Exercise ▸
Word for word, please restate the lines from the beginning of the data through the line in which "x=343, y=255" appears.

── Records to use

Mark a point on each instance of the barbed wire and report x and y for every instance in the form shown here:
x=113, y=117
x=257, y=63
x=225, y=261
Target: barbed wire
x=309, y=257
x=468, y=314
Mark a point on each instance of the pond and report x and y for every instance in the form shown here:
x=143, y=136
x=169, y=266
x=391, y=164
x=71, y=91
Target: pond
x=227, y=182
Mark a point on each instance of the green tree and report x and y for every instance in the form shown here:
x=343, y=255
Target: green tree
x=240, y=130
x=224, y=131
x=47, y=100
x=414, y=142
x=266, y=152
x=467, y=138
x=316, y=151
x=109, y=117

────

Response ▸
Mark a point on each instance of the barbed wire and report x and y for every instance in the form shown here:
x=113, y=117
x=257, y=63
x=225, y=261
Target: barbed wire
x=309, y=257
x=468, y=314
Mark a point on each instance of the pond and report x and y for every instance in the form shown here:
x=143, y=136
x=169, y=266
x=391, y=164
x=71, y=91
Target: pond
x=227, y=182
Mark a point on each instance of the green tree and report x and y for every instance in the form shown here:
x=343, y=255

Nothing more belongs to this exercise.